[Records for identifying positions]
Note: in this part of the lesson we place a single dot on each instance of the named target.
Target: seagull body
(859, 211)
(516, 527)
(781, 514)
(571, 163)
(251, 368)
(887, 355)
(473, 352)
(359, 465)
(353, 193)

▶ Work to do:
Reproduce these lines with "single dot" replaced by "single point", changing nothing else.

▶ Exercise output:
Note: in this part of the lesson we place a single point on each instance of the named target.
Target: seagull body
(859, 211)
(516, 527)
(781, 514)
(571, 163)
(251, 368)
(887, 355)
(473, 352)
(359, 465)
(353, 193)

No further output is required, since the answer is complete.